§ SUPPLIED PASSAGE
/---
Thursday, January 27, 2011

Raising an "Aspie"

The honeymoon, it would appear, is over.

I’m not talking marriage here. My wife and I get along just fine, in our own odd little hermetical ways.

We’ve got a kid struggling in school and a teacher who seems content to want to teach responsibility by remote control rather than by example.

This isn’t going to turn into a harsh beat-on-the-teacher rant, so don’t get all riled up. We know our little snowflake in question isn’t perfect. He’s kinda lazy in a few respects, in fact, much more intent on having fun than doing homework. So he’s gonna get kicked in the rear for that. And we’re going to try a few things – including a written checklist for him to take to school on which he can record his homework assignments and ask the teacher for clarification as needed – to help him be more responsible.

But we’ve also got a teacher who isn’t behaving all that well, either. We really had to go until midterms to find out our son’s got some low scores because of some incomplete and missing homework assignments – and the only thing the teacher can tell us is that she likes her students to learn responsibility?

We do to. And think that responsibility thing ought to apply to teachers as well.

Our school participates in Power School – a handy little electronic database that lets teachers put day-to-day grades on a parent- and student-accessible Web site so we can all track progress together. Responsibly. This teacher, however, opts not to use Power School, preferring the stealth responsibility approach.

Our son is an Asperger kid. We don’t use that as an excuse for his laziness. We do, however, expect that a teacher who knows of this diagnosis ought to perhaps go a little further in helping the kid to know what is expected of him at school.

We can talk to our kid and make sure he’s doing his homework and set aside time for it and help him as we may while at the same time making sure he’s doing the work and learning as he should, but if the kid consistently forgets or misunderstands what is expected of him on his homework, we’d like a little help from the teacher – who knows precisely what is expected – so we can model the responsibility our kid needs to learn.

His teacher admits she’s got five or six other little boys she has to help in this regard. She can’t add one more to the mix? She can’t pick up the phone or shoot us an e-mail to let us know what’s going on, preferring instead to wait until midterms to reveal the problem? That’s not helping. That’s not responsible teaching.

And it’s affecting our son negatively. He wants to do well at school, but he’s the type who will immediately say that his teacher hates him – and avoid going to her for help – when he’s called on the carpet. That’s a typical Asperger response that he’s yet to develop coping skills for. But not to recognize that the social aspect of his condition can and does have effects on his learning is detrimental and not conducive to helping him learn responsibility if part of that learning entails having to interact with a person whom he perceives as thinking he is stupid or incapable, which is the message he’s getting from his teacher whether that message is the one being delivered. I’m sure she’s not telling him he’s stupid, but that’s his perception, and we’re going to need the school’s cooperation to help him come up with coping strategies for his difficulties and to get him beyond thinking like that. This social aspect difficulty is now impacting his learning.

Part of that learning is exploring what other parents are doing to help their “aspie” kids. I’ll be doing a lot of reading at sites like this weekend, just to see what we can do to help our son and our teacher and ourselves see eye to eye. To eye.


Delana said...
\---
§ PROBLEM REQUIREMENTS
Return the part of the post on raising an Asperger child from "Thursday, January 27, 2011" up to and including "be more responsible.", copied word for word.

[Collected data entries]
/---
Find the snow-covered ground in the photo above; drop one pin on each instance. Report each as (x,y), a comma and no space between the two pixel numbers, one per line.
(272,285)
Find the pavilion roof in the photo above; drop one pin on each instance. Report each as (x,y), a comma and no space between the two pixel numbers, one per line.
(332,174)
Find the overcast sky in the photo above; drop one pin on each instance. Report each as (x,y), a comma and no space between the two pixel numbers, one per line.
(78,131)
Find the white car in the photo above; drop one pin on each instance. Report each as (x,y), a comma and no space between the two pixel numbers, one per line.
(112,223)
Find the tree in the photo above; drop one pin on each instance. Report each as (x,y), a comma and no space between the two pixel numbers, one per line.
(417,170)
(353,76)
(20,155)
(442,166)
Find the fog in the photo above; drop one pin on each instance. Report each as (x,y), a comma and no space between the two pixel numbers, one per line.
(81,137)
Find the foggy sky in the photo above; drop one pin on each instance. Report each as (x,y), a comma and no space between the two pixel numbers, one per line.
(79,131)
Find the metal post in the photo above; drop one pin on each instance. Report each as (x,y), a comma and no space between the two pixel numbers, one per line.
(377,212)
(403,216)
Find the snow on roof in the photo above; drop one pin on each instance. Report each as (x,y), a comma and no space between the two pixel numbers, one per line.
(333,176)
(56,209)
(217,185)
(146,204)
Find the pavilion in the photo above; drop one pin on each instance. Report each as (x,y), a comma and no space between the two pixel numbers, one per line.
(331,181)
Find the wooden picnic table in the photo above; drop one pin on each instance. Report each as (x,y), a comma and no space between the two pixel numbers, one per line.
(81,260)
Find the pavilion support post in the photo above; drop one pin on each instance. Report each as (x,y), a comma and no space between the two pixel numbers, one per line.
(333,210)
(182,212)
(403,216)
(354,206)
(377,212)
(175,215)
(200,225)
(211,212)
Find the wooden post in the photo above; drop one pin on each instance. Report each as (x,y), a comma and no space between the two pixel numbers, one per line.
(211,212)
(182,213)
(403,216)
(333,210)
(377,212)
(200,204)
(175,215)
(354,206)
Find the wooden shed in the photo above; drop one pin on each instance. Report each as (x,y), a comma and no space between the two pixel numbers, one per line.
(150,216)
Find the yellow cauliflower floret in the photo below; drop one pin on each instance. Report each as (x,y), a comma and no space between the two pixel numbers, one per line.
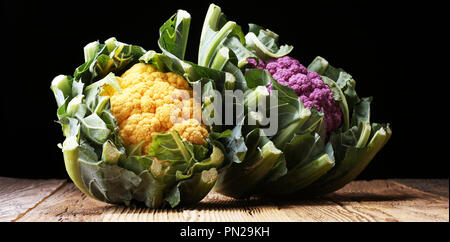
(151,102)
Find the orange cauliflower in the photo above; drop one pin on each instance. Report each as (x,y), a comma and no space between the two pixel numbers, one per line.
(151,102)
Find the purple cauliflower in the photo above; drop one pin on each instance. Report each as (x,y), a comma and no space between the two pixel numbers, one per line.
(307,85)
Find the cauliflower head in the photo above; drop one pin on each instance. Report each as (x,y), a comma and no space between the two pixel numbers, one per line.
(150,102)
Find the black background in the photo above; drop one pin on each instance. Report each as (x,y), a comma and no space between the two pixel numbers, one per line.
(397,52)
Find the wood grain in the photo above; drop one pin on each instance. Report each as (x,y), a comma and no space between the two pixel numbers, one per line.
(377,200)
(17,196)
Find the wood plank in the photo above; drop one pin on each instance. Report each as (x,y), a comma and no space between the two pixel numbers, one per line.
(377,200)
(435,186)
(66,204)
(17,196)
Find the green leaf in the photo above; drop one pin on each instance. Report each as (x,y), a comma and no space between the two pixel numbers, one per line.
(192,190)
(307,159)
(174,34)
(170,148)
(239,180)
(242,54)
(353,162)
(342,79)
(95,129)
(264,44)
(214,32)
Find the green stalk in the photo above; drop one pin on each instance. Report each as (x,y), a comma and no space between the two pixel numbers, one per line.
(313,171)
(365,135)
(70,152)
(285,135)
(211,19)
(63,83)
(356,159)
(224,31)
(253,97)
(240,179)
(221,59)
(184,18)
(301,176)
(230,81)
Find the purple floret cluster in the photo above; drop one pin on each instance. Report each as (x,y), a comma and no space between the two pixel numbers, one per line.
(307,84)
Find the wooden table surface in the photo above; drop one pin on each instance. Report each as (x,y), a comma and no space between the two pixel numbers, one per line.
(377,200)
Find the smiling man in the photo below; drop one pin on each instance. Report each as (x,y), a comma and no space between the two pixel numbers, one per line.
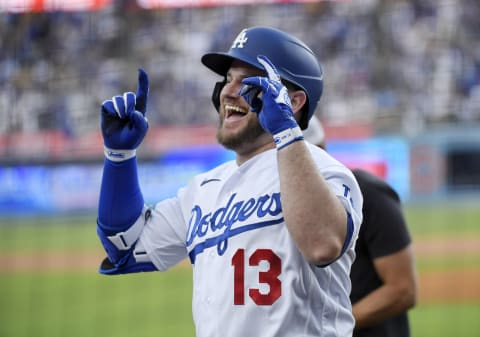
(271,234)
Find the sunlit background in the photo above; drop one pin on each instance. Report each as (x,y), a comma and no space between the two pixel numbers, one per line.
(401,99)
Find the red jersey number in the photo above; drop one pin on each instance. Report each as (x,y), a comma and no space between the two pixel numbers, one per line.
(269,277)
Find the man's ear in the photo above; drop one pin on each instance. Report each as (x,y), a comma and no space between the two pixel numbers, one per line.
(298,99)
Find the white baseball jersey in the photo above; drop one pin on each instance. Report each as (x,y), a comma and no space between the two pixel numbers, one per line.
(249,278)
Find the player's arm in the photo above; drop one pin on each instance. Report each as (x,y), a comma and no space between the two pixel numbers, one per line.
(397,293)
(315,217)
(121,212)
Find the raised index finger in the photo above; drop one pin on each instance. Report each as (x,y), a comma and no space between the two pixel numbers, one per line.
(142,92)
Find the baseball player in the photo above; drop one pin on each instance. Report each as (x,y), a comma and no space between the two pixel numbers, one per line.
(270,235)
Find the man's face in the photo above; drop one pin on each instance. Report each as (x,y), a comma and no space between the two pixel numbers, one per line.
(238,127)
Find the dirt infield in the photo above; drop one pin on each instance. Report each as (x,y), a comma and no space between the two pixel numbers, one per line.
(441,285)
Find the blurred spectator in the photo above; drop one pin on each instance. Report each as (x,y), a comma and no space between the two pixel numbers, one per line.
(403,64)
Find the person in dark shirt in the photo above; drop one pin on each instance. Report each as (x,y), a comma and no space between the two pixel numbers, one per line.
(384,284)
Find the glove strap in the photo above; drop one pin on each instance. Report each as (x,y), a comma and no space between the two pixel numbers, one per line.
(287,137)
(119,155)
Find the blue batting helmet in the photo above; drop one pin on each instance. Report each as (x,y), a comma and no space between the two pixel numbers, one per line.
(293,59)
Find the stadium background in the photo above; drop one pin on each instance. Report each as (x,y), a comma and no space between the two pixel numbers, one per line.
(401,99)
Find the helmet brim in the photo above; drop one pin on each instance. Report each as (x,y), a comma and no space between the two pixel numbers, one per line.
(221,62)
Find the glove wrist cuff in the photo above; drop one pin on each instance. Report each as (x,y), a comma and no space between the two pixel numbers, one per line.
(118,155)
(287,137)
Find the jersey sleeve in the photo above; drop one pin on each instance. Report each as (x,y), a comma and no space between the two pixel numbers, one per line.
(163,237)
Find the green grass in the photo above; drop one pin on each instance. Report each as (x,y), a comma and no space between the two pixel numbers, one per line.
(81,304)
(443,220)
(445,320)
(86,304)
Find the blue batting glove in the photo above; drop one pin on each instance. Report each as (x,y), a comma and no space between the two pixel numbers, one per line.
(123,121)
(274,107)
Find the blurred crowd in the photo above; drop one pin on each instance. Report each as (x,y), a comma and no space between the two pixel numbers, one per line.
(402,65)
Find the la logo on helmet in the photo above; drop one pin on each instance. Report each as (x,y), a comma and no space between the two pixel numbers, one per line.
(240,40)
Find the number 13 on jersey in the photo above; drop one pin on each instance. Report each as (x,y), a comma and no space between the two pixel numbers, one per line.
(270,277)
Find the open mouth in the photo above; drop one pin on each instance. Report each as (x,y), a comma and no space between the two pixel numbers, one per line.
(233,112)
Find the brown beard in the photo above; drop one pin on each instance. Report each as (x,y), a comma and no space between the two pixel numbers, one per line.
(247,135)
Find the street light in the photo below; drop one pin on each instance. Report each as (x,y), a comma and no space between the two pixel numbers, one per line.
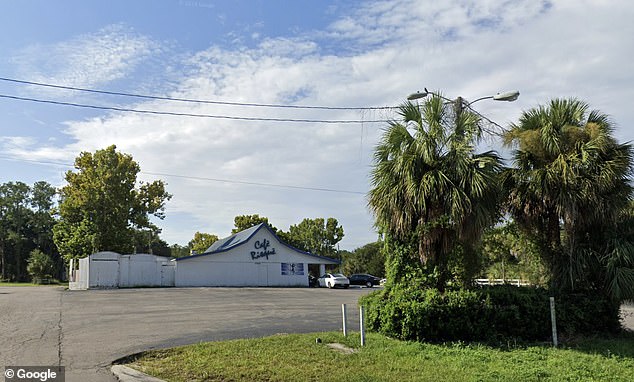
(460,103)
(506,96)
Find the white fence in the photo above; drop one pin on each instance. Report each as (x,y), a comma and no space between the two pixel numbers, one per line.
(516,282)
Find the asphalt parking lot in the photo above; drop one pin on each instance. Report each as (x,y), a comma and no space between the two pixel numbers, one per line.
(86,331)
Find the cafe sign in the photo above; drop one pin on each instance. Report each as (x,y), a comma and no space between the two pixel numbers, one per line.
(262,249)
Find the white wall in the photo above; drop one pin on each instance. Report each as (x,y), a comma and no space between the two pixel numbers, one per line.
(103,270)
(112,270)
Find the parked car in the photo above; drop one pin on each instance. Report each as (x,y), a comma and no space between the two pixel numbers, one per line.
(333,280)
(364,279)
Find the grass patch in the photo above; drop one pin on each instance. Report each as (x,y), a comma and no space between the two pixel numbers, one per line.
(296,357)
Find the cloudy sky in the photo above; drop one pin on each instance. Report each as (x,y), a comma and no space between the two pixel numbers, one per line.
(283,163)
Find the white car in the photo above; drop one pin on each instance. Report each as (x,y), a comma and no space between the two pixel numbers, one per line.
(333,280)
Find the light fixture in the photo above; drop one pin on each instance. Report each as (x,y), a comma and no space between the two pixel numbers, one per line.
(417,95)
(508,96)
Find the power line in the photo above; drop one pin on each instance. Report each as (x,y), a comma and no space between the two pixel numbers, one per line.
(276,185)
(143,96)
(171,113)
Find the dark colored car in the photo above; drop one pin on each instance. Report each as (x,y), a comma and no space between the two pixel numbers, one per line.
(364,279)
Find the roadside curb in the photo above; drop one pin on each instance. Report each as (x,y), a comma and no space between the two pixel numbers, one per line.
(126,374)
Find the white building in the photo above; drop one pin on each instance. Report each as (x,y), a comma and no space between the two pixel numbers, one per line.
(253,257)
(113,270)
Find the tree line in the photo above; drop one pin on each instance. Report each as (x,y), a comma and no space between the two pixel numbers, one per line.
(565,201)
(102,207)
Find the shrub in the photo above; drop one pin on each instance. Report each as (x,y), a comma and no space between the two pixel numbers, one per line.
(490,314)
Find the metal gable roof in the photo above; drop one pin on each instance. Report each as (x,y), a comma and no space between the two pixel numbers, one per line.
(242,237)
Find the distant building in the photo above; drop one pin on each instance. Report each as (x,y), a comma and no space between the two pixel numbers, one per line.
(253,257)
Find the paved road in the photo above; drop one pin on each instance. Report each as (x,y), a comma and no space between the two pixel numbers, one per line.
(85,331)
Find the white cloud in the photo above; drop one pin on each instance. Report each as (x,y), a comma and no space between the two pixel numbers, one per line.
(386,50)
(90,60)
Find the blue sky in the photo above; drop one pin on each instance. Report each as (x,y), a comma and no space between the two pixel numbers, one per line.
(326,53)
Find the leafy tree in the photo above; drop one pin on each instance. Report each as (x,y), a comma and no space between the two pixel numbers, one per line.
(427,181)
(568,189)
(508,253)
(202,241)
(366,259)
(101,206)
(243,222)
(177,250)
(25,224)
(318,236)
(40,265)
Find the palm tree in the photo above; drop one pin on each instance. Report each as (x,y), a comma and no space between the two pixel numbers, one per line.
(570,176)
(428,182)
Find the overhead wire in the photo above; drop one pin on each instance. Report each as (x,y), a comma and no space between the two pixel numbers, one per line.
(179,114)
(230,181)
(190,100)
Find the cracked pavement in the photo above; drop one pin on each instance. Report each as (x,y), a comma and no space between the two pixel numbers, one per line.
(86,331)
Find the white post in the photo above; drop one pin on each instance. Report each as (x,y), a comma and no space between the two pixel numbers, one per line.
(343,314)
(361,326)
(553,320)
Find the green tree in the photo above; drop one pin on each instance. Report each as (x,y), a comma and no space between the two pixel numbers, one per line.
(318,236)
(243,222)
(202,241)
(40,265)
(568,188)
(101,206)
(177,250)
(366,259)
(508,253)
(25,224)
(428,181)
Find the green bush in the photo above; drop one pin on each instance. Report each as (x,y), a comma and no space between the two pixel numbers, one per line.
(490,314)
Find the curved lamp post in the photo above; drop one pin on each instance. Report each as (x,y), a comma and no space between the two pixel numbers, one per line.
(506,96)
(460,103)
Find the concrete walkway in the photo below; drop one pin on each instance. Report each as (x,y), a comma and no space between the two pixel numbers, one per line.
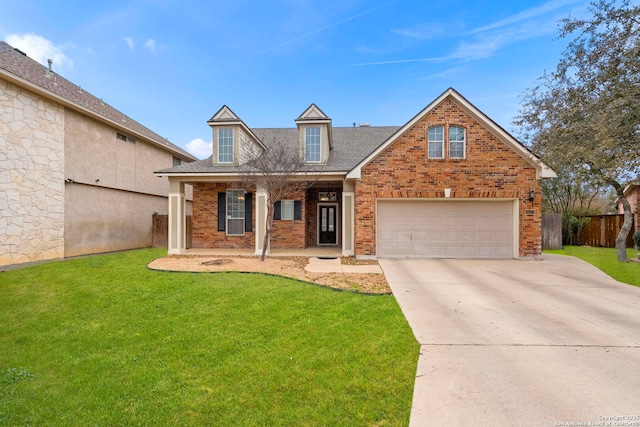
(531,343)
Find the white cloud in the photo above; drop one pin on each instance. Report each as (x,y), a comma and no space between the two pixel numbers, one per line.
(526,14)
(424,31)
(151,45)
(40,49)
(200,148)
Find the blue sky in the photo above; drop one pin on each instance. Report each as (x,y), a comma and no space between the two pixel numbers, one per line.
(171,65)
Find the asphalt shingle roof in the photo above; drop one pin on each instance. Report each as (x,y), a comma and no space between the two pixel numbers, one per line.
(351,145)
(18,64)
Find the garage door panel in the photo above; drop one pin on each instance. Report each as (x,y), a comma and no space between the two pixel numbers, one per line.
(445,229)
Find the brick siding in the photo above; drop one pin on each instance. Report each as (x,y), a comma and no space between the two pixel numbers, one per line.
(491,169)
(205,232)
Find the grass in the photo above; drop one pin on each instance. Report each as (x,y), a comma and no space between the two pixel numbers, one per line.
(105,341)
(606,259)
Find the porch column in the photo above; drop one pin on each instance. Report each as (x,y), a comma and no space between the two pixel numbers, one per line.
(261,219)
(348,215)
(177,219)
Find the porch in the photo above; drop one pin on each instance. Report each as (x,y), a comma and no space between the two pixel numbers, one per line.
(309,252)
(317,223)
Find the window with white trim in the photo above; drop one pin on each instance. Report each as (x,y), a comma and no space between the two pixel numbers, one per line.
(235,213)
(312,144)
(287,210)
(225,145)
(436,142)
(457,140)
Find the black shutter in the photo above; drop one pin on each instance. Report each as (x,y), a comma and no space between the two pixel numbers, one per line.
(222,211)
(276,211)
(248,218)
(297,209)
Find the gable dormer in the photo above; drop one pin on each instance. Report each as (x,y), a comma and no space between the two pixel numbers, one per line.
(233,141)
(315,135)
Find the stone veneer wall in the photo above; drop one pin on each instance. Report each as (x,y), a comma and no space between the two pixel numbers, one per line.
(490,170)
(31,177)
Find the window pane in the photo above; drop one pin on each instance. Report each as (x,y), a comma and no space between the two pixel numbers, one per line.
(235,212)
(286,209)
(436,142)
(456,142)
(225,145)
(312,144)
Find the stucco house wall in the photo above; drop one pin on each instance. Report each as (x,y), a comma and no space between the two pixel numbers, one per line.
(31,176)
(68,185)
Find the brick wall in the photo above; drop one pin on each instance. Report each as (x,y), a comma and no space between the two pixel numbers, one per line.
(290,234)
(491,170)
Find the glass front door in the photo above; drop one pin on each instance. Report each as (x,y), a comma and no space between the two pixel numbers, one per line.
(328,225)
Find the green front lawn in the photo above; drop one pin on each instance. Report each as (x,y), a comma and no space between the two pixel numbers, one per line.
(105,341)
(606,259)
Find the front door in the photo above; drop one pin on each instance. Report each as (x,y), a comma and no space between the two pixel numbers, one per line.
(328,224)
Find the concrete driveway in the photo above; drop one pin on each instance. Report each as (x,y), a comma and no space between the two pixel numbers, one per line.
(520,343)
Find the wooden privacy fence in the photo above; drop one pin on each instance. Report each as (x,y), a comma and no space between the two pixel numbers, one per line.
(160,231)
(602,231)
(551,231)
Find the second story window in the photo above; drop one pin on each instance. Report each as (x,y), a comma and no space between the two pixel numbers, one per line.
(436,142)
(456,142)
(225,145)
(312,144)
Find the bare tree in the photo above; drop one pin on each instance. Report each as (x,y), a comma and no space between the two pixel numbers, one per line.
(586,114)
(281,173)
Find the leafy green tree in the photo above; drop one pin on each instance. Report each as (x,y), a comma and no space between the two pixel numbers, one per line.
(585,115)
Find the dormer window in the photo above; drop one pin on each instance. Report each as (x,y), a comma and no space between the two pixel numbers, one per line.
(312,145)
(225,145)
(456,142)
(436,142)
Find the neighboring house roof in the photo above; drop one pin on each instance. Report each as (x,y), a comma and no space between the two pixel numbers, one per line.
(350,146)
(544,171)
(19,69)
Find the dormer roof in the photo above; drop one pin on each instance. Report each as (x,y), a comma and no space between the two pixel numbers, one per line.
(225,116)
(314,115)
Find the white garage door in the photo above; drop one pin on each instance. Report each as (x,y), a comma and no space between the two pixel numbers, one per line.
(445,229)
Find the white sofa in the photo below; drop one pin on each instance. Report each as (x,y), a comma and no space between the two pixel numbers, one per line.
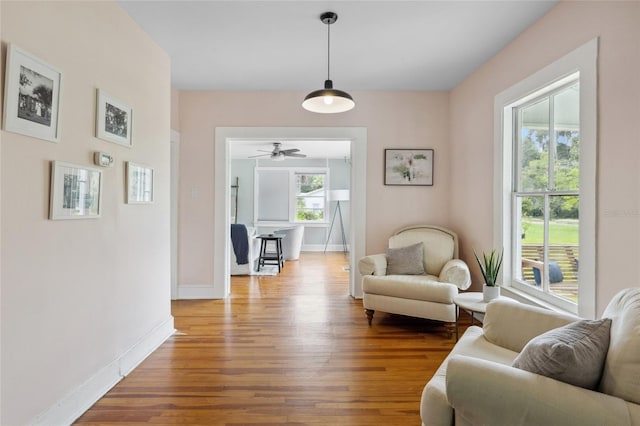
(427,296)
(476,384)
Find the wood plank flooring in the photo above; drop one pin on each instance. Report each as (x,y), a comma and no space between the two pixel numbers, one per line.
(294,349)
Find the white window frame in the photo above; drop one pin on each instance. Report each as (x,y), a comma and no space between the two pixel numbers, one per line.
(294,196)
(293,171)
(582,60)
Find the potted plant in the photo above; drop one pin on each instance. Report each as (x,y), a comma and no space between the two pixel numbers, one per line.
(490,267)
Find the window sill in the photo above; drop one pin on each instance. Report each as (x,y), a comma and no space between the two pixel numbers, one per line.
(523,297)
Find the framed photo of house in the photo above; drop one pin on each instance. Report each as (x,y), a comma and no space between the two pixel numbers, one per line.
(113,119)
(76,191)
(408,167)
(139,183)
(31,96)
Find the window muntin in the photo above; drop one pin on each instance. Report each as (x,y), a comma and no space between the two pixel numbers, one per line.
(291,194)
(310,197)
(546,194)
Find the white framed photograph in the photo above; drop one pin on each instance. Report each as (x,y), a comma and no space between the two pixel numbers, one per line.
(139,183)
(114,119)
(31,96)
(76,191)
(408,167)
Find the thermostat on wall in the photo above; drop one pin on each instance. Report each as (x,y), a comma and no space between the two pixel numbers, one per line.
(102,159)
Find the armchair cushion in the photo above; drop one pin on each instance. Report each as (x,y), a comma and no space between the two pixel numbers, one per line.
(407,260)
(374,264)
(456,272)
(573,354)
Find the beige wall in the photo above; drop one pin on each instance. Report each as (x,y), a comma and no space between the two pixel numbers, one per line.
(175,110)
(563,29)
(392,119)
(78,294)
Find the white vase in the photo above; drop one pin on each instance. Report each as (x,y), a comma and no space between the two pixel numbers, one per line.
(489,293)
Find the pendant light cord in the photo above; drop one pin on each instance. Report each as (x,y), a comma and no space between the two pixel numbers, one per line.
(329,51)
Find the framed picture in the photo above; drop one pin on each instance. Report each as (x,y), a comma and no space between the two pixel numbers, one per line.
(31,96)
(113,120)
(76,191)
(408,167)
(139,183)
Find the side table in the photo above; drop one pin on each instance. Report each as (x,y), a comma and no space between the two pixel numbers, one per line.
(471,302)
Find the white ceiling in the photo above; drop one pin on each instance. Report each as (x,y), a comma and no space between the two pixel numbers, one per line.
(375,45)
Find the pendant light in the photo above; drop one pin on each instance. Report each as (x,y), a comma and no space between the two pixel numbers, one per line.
(328,100)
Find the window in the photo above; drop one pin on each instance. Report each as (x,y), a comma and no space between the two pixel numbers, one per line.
(546,183)
(546,192)
(290,194)
(310,197)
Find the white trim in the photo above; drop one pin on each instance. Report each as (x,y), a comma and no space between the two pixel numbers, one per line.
(584,59)
(357,238)
(175,188)
(320,248)
(79,400)
(196,291)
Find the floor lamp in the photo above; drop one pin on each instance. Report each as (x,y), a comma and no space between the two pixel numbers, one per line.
(338,195)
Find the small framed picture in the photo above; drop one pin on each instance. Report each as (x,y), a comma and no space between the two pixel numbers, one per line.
(408,167)
(32,96)
(76,191)
(113,119)
(139,183)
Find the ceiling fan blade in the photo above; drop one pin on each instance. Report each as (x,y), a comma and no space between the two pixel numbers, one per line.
(288,151)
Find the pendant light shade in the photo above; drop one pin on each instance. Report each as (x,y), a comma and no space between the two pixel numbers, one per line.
(328,100)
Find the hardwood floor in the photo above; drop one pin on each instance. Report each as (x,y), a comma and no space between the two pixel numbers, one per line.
(292,349)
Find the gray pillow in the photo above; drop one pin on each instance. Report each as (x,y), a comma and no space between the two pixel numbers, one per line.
(406,260)
(574,354)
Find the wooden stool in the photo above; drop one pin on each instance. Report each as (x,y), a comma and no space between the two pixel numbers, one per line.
(271,258)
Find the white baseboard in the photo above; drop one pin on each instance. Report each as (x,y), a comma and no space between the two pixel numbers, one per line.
(320,247)
(196,292)
(74,404)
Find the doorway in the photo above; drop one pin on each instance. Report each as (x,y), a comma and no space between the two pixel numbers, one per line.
(226,135)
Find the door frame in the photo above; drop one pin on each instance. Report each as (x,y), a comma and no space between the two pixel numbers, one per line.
(222,186)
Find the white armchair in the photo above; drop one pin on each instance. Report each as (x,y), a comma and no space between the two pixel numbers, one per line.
(423,295)
(476,384)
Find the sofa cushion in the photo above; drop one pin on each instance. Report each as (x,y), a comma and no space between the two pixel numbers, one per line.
(434,404)
(621,373)
(574,353)
(407,260)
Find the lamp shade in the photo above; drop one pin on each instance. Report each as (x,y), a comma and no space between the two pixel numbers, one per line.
(328,100)
(339,195)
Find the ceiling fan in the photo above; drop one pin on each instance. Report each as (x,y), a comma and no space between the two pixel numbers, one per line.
(278,154)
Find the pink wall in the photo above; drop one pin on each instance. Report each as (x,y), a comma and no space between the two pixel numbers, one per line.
(392,119)
(78,294)
(567,26)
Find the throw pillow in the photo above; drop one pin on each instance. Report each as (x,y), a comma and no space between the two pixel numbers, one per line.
(406,260)
(573,354)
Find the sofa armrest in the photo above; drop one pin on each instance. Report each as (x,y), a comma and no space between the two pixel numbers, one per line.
(511,325)
(457,273)
(374,264)
(487,393)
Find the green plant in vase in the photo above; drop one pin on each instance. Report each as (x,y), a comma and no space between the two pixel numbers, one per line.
(490,267)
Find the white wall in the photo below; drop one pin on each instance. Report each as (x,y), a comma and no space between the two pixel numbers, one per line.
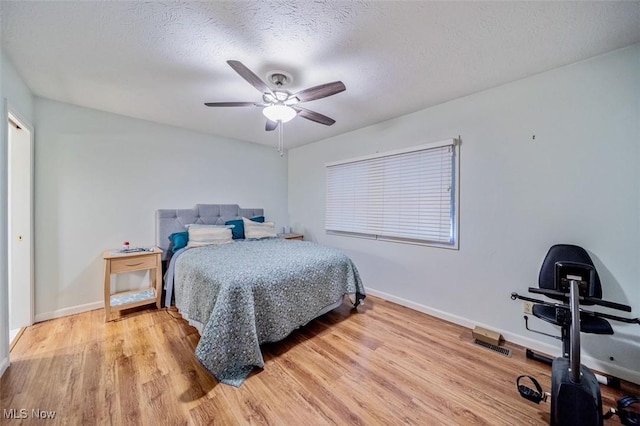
(577,182)
(15,95)
(100,178)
\---
§ EXERCISE SOLUTION
Thursday, January 27, 2011

Raising an "Aspie"

The honeymoon, it would appear, is over.

I’m not talking marriage here. My wife and I get along just fine, in our own odd little hermetical ways.

We’ve got a kid struggling in school and a teacher who seems content to want to teach responsibility by remote control rather than by example.

This isn’t going to turn into a harsh beat-on-the-teacher rant, so don’t get all riled up. We know our little snowflake in question isn’t perfect. He’s kinda lazy in a few respects, in fact, much more intent on having fun than doing homework. So he’s gonna get kicked in the rear for that. And we’re going to try a few things – including a written checklist for him to take to school on which he can record his homework assignments and ask the teacher for clarification as needed – to help him be more responsible.